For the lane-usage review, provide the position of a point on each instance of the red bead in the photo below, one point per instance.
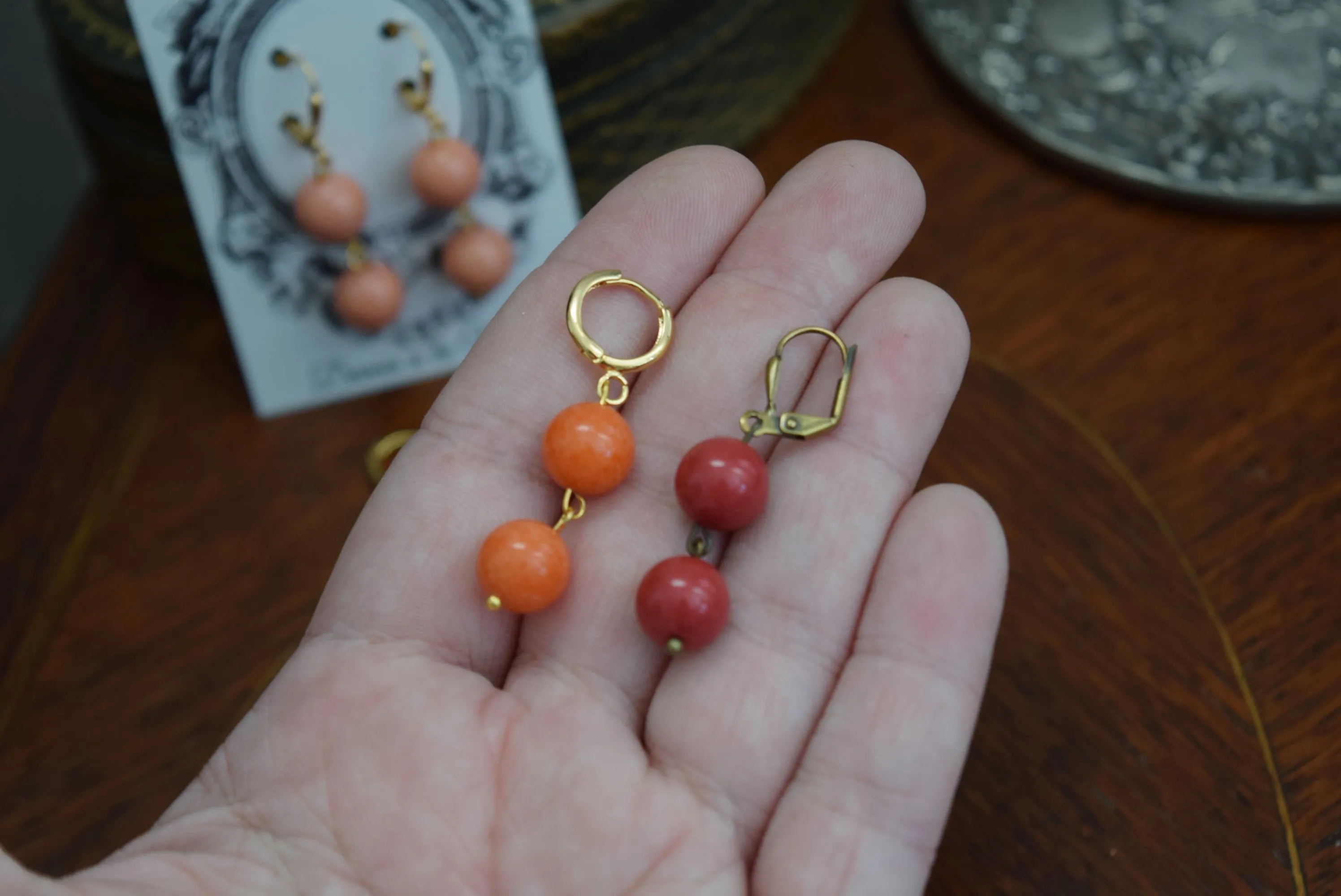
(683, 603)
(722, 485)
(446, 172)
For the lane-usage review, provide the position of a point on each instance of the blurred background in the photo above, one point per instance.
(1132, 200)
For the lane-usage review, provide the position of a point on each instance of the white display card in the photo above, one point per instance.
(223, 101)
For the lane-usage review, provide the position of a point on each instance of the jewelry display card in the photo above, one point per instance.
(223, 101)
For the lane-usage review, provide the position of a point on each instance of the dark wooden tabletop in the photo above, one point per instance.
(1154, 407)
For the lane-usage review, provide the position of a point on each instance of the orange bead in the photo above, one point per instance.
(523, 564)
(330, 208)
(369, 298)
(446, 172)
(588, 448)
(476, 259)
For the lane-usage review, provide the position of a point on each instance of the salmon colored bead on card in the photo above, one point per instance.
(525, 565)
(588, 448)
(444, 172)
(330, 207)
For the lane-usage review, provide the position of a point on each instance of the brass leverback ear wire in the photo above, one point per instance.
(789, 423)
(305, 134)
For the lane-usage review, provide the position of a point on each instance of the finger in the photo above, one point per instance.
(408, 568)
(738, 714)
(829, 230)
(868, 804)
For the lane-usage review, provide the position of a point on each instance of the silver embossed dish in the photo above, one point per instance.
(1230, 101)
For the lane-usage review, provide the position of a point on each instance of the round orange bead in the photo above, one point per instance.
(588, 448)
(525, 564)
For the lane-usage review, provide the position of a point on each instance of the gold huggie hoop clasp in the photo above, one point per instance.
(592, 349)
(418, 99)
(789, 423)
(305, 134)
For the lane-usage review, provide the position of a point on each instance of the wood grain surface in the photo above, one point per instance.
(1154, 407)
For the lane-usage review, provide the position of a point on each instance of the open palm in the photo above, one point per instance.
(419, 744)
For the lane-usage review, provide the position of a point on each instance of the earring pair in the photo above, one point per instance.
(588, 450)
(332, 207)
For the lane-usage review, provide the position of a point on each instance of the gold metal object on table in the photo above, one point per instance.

::::

When you reach the line that contains "of the silver" in the material above, please copy it and every line after it exactly, stopping only at the last line.

For the lane-usage review, provide the position of a point on each instance of the silver embossed dish in the photo above, one point per instance.
(1230, 101)
For the lane-usage review, provide the position of a point on each instance of the round orange bead in the photo above, one point per instance.
(588, 448)
(525, 564)
For the lane-usage review, provide the position of a point on each instance of the gold huggie hoop clasp in the photo above, one point per instance.
(592, 349)
(418, 99)
(789, 423)
(305, 134)
For the lane-usage review, provide the position of a point on each instance of the wood grain surface in the photo above, one point per instance.
(1154, 407)
For the lane-usage review, provide the position of a point on each instance of the open palm in the photo above, one point per instance.
(419, 744)
For the lane-usage review, provide the position of a point on each instance of the earring pair in the photo above, one point per instance.
(588, 450)
(332, 207)
For the lane-usage review, provide the position of a point on each instance of the gold metal object on table in the photo above, one point per instance.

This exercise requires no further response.